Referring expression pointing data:
%%

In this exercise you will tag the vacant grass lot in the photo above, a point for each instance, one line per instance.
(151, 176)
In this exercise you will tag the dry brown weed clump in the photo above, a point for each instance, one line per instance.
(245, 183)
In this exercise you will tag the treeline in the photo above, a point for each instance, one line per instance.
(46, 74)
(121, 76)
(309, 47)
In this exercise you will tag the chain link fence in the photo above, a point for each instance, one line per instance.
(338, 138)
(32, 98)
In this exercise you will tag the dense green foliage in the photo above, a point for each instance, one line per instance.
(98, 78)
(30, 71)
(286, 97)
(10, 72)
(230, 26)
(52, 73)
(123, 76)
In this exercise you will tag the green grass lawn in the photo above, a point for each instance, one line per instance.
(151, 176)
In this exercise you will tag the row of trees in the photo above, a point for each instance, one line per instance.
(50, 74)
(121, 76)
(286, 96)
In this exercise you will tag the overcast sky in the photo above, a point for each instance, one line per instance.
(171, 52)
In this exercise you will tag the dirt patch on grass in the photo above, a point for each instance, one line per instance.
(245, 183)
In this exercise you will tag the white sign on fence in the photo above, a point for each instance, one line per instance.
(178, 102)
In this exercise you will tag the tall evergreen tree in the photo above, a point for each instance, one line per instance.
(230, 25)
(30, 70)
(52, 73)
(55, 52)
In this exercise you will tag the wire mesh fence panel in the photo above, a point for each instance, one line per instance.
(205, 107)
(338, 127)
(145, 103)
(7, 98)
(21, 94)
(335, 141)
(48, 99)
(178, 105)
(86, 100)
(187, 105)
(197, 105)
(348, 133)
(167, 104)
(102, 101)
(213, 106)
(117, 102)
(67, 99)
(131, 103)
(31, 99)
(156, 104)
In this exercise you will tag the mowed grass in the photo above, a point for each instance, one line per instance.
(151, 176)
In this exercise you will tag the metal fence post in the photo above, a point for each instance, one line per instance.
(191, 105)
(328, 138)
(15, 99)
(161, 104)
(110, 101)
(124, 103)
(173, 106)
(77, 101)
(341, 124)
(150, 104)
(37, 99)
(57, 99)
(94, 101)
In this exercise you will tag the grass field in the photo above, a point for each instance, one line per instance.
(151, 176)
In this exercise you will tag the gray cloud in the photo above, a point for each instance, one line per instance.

%%

Task goal: Please copy each entry. Leave nothing out.

Exercise answer:
In this exercise you will tag the vacant grass lot in the photo above, a point for each instance, one line per instance.
(151, 176)
In this exercise you will tag the dry brown weed clump in the photo above, a point for each instance, one line per instance.
(245, 183)
In this exercise you will tag the treeline in the photo above, a point for each instance, one line per instance.
(46, 74)
(121, 76)
(309, 47)
In this exercise you will tag the chain link fence in the photo above, a point for each instance, one line per instance.
(338, 138)
(32, 98)
In this exercise you will tag the dense green foliage in the photo above, a point for each instance, one line per instance.
(98, 78)
(30, 71)
(286, 97)
(10, 72)
(230, 26)
(52, 73)
(123, 76)
In this exercise you will tag the green grass lawn in the photo above, a point for each instance, one line per instance.
(151, 176)
In this exercise you will tag the row of trees in the photo above, a point for each instance, one line per instance.
(50, 74)
(121, 76)
(286, 96)
In this exercise you will tag the overcast sky in the photo above, a point for each instance, one line per instance.
(171, 52)
In this exercise you will tag the dirt patch on grass in the photo above, a point for each instance, one line per instance.
(245, 183)
In this exercise you will tag the white sign on fence in the photo above, a point for each instance, one line per instance.
(178, 102)
In this exercise you will tag the tall evergreen tree in the photo above, a point for each instance, one line per instance.
(230, 25)
(30, 70)
(52, 73)
(55, 52)
In this exercise you will tag the wire mesh fence panel in the photo above, a point for each instance, one line per instance.
(205, 107)
(338, 127)
(145, 103)
(7, 98)
(21, 94)
(335, 141)
(48, 99)
(178, 105)
(86, 100)
(187, 105)
(197, 105)
(348, 133)
(167, 104)
(102, 101)
(213, 106)
(117, 102)
(67, 99)
(131, 103)
(31, 99)
(156, 104)
In this exercise you will tag the mowed grass in the photo above, a point for each instance, one line per instance.
(151, 176)
In this exercise you will tag the metal fence post in the photo above, a point for each instance, one line per instance.
(191, 105)
(328, 138)
(15, 99)
(161, 104)
(110, 101)
(124, 103)
(173, 106)
(77, 101)
(341, 124)
(150, 104)
(37, 99)
(57, 99)
(94, 101)
In this exercise you will tag the grass field in the photo above, a point for each instance, one line per instance.
(151, 176)
In this exercise you will tag the gray cloud in the photo above, a point for each instance, one line per instance.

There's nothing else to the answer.